Write out, word for word, only the lines from the one containing "If you could point at the tree" through the final line of the data.

[Part of a data file]
....................
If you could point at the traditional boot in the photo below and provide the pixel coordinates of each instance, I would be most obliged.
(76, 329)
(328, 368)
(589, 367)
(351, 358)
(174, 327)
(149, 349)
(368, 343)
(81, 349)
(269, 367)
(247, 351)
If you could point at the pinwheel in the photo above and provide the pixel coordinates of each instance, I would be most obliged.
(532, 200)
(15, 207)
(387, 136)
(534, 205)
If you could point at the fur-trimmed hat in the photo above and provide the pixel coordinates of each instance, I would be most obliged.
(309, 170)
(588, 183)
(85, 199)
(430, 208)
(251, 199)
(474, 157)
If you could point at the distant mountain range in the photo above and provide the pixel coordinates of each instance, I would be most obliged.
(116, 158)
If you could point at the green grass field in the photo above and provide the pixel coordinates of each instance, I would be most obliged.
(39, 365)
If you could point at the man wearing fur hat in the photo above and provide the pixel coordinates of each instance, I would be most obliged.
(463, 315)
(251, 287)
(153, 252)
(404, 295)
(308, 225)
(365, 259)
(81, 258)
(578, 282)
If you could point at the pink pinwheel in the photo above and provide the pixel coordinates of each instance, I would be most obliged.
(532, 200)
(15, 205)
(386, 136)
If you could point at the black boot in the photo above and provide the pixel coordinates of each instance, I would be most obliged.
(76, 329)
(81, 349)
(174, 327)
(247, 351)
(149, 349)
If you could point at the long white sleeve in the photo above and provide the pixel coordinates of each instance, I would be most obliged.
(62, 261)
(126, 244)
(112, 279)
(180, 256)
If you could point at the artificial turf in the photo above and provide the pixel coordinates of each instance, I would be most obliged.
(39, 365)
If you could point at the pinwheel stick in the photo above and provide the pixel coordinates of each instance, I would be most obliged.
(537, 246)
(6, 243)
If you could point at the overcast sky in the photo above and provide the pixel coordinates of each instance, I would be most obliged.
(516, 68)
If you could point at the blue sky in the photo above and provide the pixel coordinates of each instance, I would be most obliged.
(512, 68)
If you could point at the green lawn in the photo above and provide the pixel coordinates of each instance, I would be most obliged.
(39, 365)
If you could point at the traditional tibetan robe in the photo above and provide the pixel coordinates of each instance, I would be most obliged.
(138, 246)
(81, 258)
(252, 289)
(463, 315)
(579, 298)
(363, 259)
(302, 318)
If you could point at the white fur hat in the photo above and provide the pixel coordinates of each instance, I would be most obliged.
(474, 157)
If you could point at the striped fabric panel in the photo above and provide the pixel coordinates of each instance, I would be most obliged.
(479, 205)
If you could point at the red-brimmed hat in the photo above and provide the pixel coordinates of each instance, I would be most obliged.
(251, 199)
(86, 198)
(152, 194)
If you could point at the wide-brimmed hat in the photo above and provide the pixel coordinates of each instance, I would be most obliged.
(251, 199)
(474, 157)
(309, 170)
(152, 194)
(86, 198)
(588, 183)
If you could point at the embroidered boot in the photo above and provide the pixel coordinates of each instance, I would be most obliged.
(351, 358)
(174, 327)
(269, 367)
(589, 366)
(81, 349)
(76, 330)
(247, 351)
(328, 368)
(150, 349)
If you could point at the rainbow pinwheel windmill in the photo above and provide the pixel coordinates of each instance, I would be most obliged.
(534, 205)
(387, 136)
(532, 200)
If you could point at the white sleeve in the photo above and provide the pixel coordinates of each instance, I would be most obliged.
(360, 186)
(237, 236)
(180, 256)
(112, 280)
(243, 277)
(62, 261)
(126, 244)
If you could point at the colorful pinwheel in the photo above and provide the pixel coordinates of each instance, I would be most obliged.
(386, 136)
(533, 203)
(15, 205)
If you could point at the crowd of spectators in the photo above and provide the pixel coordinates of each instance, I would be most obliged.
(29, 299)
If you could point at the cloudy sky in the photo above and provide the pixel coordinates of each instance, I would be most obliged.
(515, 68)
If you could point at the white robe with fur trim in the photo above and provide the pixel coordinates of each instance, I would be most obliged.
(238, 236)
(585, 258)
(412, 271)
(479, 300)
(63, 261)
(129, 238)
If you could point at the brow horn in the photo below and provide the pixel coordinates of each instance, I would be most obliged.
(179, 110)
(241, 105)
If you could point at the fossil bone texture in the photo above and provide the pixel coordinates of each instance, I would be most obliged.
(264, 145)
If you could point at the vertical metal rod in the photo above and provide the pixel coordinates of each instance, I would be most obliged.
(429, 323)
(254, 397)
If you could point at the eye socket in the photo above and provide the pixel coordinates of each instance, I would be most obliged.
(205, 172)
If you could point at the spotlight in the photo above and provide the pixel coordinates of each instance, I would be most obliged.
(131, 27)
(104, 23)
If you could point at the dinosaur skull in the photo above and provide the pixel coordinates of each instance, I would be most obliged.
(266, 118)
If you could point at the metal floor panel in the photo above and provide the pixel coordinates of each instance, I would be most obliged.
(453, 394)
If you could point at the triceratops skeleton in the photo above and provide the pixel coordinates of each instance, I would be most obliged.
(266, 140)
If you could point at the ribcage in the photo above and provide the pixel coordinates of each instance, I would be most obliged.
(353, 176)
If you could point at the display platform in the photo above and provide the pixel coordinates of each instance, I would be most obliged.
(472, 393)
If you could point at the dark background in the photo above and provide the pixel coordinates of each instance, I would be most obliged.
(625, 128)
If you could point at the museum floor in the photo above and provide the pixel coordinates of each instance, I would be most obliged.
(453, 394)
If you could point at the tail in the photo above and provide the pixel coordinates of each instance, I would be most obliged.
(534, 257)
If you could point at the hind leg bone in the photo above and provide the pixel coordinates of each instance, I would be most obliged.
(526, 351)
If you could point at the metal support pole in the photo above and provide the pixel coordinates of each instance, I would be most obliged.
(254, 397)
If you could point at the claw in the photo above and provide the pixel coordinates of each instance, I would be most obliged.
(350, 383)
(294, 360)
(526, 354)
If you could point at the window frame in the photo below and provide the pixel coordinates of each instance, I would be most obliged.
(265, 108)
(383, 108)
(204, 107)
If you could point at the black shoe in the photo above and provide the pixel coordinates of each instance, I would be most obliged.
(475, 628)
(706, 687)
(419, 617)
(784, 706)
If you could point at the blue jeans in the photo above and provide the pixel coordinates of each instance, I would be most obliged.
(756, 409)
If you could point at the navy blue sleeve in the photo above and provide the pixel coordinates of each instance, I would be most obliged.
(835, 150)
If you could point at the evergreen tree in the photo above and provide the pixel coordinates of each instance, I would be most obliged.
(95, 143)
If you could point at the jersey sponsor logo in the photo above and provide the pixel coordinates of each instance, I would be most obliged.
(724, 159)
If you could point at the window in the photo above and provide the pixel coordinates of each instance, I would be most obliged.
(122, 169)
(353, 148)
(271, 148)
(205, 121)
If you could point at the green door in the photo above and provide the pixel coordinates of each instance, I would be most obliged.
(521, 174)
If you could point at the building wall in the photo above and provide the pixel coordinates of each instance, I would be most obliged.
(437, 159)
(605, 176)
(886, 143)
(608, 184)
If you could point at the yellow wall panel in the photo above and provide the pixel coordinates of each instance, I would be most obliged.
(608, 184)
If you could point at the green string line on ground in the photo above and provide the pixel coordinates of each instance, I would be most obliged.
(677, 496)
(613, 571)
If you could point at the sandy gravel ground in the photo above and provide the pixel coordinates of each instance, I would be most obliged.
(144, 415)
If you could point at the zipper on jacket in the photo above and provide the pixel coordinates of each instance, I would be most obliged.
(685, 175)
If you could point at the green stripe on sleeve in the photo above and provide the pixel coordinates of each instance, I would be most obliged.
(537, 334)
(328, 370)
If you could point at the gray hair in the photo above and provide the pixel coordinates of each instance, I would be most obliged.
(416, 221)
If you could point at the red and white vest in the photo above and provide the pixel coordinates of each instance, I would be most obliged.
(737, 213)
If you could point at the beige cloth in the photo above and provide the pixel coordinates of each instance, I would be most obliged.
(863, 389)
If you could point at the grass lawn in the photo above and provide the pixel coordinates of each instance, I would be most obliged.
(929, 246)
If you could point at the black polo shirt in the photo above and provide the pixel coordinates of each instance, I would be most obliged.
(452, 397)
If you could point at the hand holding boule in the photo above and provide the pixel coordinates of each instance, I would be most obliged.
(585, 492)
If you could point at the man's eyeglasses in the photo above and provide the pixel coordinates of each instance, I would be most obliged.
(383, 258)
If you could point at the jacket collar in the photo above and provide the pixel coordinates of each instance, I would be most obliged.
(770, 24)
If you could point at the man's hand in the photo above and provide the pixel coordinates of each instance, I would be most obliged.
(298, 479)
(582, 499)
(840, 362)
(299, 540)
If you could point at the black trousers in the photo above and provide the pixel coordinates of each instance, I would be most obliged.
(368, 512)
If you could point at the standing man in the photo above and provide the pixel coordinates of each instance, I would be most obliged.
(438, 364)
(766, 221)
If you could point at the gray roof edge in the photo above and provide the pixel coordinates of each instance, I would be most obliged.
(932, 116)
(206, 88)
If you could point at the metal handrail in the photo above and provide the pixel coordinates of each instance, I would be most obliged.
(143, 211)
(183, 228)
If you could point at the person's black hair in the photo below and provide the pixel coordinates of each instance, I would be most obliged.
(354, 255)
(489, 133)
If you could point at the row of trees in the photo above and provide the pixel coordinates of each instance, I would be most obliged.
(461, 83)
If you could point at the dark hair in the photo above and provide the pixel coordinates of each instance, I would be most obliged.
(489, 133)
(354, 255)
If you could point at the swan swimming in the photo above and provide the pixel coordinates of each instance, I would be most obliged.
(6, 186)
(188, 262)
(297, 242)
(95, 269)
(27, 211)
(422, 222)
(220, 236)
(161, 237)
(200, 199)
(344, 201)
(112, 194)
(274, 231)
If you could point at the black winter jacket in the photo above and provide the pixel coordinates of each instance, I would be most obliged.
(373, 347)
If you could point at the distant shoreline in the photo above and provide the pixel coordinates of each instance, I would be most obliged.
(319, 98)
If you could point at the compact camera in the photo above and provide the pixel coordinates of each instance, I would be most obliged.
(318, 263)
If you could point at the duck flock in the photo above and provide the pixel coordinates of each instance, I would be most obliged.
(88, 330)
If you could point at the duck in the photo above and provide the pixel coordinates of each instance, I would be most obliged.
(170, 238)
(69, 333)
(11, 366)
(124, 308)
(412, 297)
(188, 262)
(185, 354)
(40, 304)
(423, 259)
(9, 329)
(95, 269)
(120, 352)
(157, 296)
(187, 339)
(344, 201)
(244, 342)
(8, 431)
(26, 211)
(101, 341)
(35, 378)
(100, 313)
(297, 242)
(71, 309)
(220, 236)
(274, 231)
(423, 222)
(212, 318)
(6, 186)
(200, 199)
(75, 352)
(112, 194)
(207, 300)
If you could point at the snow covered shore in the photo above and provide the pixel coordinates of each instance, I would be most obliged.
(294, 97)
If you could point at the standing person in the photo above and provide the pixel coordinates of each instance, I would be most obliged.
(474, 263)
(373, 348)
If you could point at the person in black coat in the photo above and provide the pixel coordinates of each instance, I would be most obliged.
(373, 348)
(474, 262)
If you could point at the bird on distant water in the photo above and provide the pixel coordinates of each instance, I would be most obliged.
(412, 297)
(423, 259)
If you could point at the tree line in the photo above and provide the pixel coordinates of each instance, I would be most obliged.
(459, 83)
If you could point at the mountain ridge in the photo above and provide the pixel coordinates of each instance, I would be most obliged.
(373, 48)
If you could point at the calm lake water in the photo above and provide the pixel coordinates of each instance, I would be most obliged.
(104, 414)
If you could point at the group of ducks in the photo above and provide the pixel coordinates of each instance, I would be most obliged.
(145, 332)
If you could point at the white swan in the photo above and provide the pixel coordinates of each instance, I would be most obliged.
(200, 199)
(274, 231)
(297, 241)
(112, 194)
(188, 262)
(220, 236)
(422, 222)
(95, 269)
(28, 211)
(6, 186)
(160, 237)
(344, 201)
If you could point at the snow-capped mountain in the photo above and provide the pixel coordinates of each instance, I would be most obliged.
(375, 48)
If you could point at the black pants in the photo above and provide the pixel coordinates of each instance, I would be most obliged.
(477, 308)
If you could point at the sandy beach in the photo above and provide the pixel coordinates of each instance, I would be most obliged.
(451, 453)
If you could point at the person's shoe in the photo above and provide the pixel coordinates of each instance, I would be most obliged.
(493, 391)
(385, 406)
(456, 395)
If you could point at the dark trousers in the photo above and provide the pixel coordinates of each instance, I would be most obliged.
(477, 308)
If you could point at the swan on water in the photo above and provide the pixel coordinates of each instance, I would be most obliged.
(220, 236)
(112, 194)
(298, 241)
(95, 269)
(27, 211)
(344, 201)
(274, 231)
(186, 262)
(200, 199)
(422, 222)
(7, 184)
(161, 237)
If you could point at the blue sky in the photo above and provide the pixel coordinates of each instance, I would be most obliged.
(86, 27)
....................
▶ [Reply]
If you could point at the tree line in the photo above and provide the pixel coordinates of each instance, I would be most obliged.
(459, 83)
If you could point at the mountain ridge in the photo above and provide the pixel coordinates of each instance, I would be most obliged.
(373, 48)
If you could point at the calm lake water in the photo above and provide the pixel coordinates of each instance, I would be most obliged.
(104, 414)
If you could point at the group of ducks in the photo above and provide the pixel coordinates of each instance, I would be most obliged.
(145, 332)
If you could point at the white swan in the photo above and provide the pixel coordinates of each instance, I would be most obliged.
(200, 199)
(274, 231)
(297, 241)
(112, 194)
(188, 262)
(220, 236)
(422, 222)
(95, 269)
(28, 211)
(6, 186)
(160, 237)
(344, 201)
If you could point at the snow-capped mountain in the photo above and provide the pixel coordinates of each instance, I would be most obliged.
(375, 48)
If you could point at the black pants in the photo above and provide the pixel coordinates of each instance, I would be most obliged.
(477, 308)
If you could point at the sandy beach in the photo above and provide the pixel coordinates of each instance, I would be most obliged.
(451, 453)
If you could point at the person's shoe in the photo above and provide the pixel coordinates of each instance, I would be most obliged.
(493, 391)
(385, 406)
(456, 395)
If you could point at the dark trousers in the photo above and provide the pixel coordinates of each instance, I would be most obliged.
(477, 308)
If you could point at the swan on water in the photo above and provide the pixel coordinates of each instance, I would be most obliged.
(220, 236)
(112, 194)
(298, 241)
(95, 269)
(27, 211)
(344, 201)
(274, 231)
(186, 262)
(200, 199)
(422, 222)
(7, 184)
(161, 237)
If you could point at the blue sky in the photo above and provide the pixel coordinates of each instance, I would be most obliged.
(86, 27)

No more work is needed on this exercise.